::: Data for this exercise :::

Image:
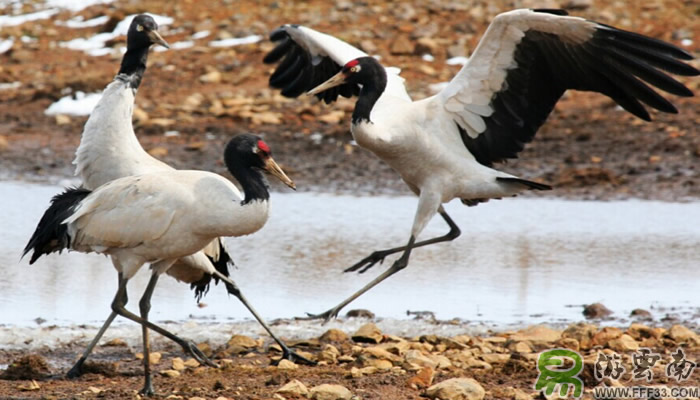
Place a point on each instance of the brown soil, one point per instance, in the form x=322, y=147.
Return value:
x=394, y=368
x=587, y=149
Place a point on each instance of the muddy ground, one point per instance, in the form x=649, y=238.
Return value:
x=588, y=149
x=367, y=364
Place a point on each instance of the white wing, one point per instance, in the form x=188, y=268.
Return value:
x=125, y=213
x=309, y=58
x=528, y=58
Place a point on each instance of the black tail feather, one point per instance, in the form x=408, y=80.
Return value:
x=530, y=184
x=201, y=287
x=51, y=234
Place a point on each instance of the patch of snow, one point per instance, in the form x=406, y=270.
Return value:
x=75, y=5
x=80, y=104
x=79, y=22
x=457, y=60
x=95, y=45
x=437, y=87
x=200, y=35
x=236, y=41
x=14, y=20
x=6, y=45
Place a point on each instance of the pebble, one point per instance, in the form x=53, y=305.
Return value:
x=596, y=311
x=623, y=344
x=294, y=387
x=286, y=365
x=330, y=392
x=456, y=389
x=368, y=333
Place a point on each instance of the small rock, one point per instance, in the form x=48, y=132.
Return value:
x=605, y=335
x=26, y=368
x=330, y=392
x=242, y=341
x=378, y=352
x=457, y=389
x=359, y=313
x=423, y=378
x=294, y=387
x=537, y=334
x=426, y=45
x=116, y=342
x=641, y=314
x=334, y=335
x=378, y=364
x=520, y=347
x=582, y=332
x=191, y=363
x=578, y=5
x=368, y=333
x=624, y=343
x=62, y=119
x=596, y=311
x=171, y=373
x=680, y=334
x=401, y=46
x=178, y=364
x=286, y=365
x=211, y=77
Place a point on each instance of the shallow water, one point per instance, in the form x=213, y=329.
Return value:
x=517, y=261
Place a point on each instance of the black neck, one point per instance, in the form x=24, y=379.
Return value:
x=134, y=65
x=252, y=182
x=370, y=93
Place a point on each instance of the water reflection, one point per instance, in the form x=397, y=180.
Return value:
x=517, y=260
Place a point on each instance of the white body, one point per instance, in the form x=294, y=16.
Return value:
x=420, y=139
x=109, y=150
x=160, y=217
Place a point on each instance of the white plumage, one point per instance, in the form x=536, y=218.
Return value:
x=445, y=146
x=158, y=218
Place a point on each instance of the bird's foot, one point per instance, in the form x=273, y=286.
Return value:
x=76, y=370
x=197, y=354
x=326, y=316
x=368, y=262
x=288, y=354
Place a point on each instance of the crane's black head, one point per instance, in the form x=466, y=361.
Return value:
x=244, y=153
x=143, y=32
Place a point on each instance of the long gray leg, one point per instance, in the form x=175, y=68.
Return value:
x=379, y=255
x=118, y=307
x=233, y=289
x=145, y=307
x=398, y=265
x=77, y=369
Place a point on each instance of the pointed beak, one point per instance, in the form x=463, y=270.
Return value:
x=157, y=39
x=274, y=169
x=337, y=80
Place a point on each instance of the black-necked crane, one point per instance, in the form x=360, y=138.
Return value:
x=444, y=147
x=160, y=217
x=109, y=150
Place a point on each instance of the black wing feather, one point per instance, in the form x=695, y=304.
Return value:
x=296, y=74
x=624, y=66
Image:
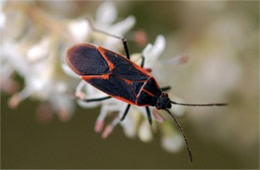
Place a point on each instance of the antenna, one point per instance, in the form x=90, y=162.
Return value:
x=209, y=104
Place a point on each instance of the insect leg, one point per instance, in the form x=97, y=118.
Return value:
x=124, y=41
x=142, y=63
x=166, y=88
x=149, y=115
x=125, y=113
x=96, y=99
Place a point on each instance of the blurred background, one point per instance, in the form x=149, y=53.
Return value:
x=221, y=39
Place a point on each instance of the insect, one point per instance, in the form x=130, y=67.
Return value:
x=120, y=78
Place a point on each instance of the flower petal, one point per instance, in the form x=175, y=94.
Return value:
x=106, y=13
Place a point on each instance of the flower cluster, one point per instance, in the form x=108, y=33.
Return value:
x=37, y=56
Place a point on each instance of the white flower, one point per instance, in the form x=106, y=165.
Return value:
x=106, y=15
x=42, y=78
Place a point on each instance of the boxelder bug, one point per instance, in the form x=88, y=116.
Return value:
x=122, y=79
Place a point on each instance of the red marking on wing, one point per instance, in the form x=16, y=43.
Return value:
x=110, y=64
x=151, y=94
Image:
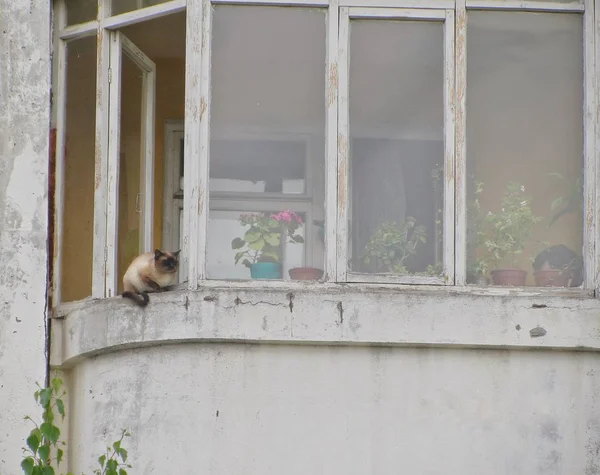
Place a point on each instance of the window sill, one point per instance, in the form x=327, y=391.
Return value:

:::

- **To do**:
Please update every one of the rows above by replacing "one point per instance" with "one mark per instance" and keeping everything else the same. Leave the pictures out of your answer.

- **Task output**:
Image:
Place a point on each instance of the brown soil, one mark per instance, in the form x=322, y=147.
Return value:
x=394, y=368
x=587, y=149
Place a point on each instance of the muddy ground, one mark per instance, in the form x=649, y=238.
Return value:
x=588, y=149
x=367, y=364
Place a point on each instance of the white wing, one mark per instance, in the form x=188, y=268.
Return value:
x=125, y=213
x=309, y=58
x=528, y=58
Place a point on each instance of the black tail feather, one mark per instance, in the form x=408, y=80.
Return value:
x=530, y=184
x=201, y=287
x=51, y=234
Place a point on each instance of the patch of snow, one mark per instance, in the form x=406, y=270.
Return value:
x=75, y=5
x=80, y=104
x=79, y=22
x=457, y=60
x=95, y=45
x=437, y=87
x=200, y=35
x=236, y=41
x=14, y=20
x=6, y=45
Place a point on each instance of the pebble, one mark per instance, in the form x=53, y=305.
Return value:
x=596, y=311
x=623, y=344
x=294, y=387
x=286, y=365
x=330, y=392
x=456, y=389
x=368, y=333
Place a point on each instance of the small rock, one mark per instance, in the form x=48, y=132.
Return value:
x=605, y=335
x=26, y=368
x=330, y=392
x=242, y=341
x=378, y=352
x=457, y=389
x=359, y=313
x=423, y=378
x=294, y=387
x=537, y=334
x=426, y=45
x=116, y=342
x=641, y=314
x=334, y=335
x=378, y=364
x=520, y=347
x=582, y=332
x=191, y=363
x=578, y=5
x=368, y=333
x=624, y=343
x=62, y=119
x=596, y=311
x=171, y=373
x=680, y=334
x=401, y=46
x=178, y=364
x=286, y=365
x=211, y=77
Place a point on each instance of the shallow water, one mark per instance, in the form x=213, y=329.
Return value:
x=517, y=261
Place a point on each instance of the black neck, one mark per instance, in the form x=24, y=379.
Return value:
x=134, y=65
x=252, y=182
x=370, y=93
Place a point on each instance of the water reflection, one mark per instance, in the form x=397, y=180.
Return value:
x=517, y=260
Place a point on each instance of the white body, one mark per instance, in the form x=294, y=16.
Return value:
x=420, y=139
x=109, y=150
x=160, y=217
Place a point on each instance of the white plumage, one mark per instance, in the form x=536, y=218.
Return value:
x=445, y=146
x=158, y=218
Place a point on each instance of the bird's foot, one mark per instance, in the form x=273, y=286.
Return value:
x=76, y=370
x=197, y=354
x=326, y=316
x=368, y=262
x=288, y=354
Place a point on each instance of the crane's black head, one mark per instance, in the form x=466, y=361.
Return value:
x=244, y=153
x=143, y=32
Place a point on each instance of the long gray leg, one mark per instance, in the form x=175, y=68.
Return value:
x=379, y=255
x=118, y=307
x=233, y=289
x=145, y=307
x=398, y=265
x=77, y=369
Place a point on each instance of the pointed beak, one mark per instance, in the form x=463, y=270.
Return value:
x=157, y=39
x=274, y=169
x=337, y=80
Place a point on each instance of the black-necked crane, one mark per instance, in the form x=360, y=138.
Return value:
x=444, y=147
x=160, y=217
x=109, y=150
Place a point on each instance of the black wing feather, one mark per instance, in the form x=695, y=304.
Return value:
x=296, y=74
x=624, y=66
Image:
Place a point on each instance of the antenna, one mark per instance, in the form x=90, y=162.
Return value:
x=209, y=104
Place a point on each instance of the insect leg, one mark per instance, in the form x=97, y=118.
Return value:
x=124, y=41
x=142, y=63
x=166, y=88
x=149, y=115
x=125, y=113
x=96, y=99
Place a point on each instance of the blurred background, one mark per instance, in the form x=149, y=53.
Return value:
x=221, y=39
Place a point on each instance of the insect, one mark per instance, in the form x=130, y=67.
Return value:
x=120, y=78
Place a point on each instance of the flower petal, one mark per instance, in the form x=175, y=94.
Return value:
x=106, y=13
Place a point on each instance of the flower cluster, one mark per instance, in the form x=108, y=33.
Return value:
x=37, y=56
Place a point on each instance of the white flower, one mark per instance, in the form x=106, y=165.
Return value:
x=106, y=15
x=42, y=78
Place a point on each instance of the boxelder bug, one mark per instance, in the form x=88, y=116.
Return value:
x=122, y=79
Place a point on each instance of the red marking on wing, one mark per instance, in the form x=16, y=43.
Return value:
x=110, y=64
x=151, y=94
Image:
Place a point on each instance of the window sill, one mark per instance, in the form x=327, y=391.
Return value:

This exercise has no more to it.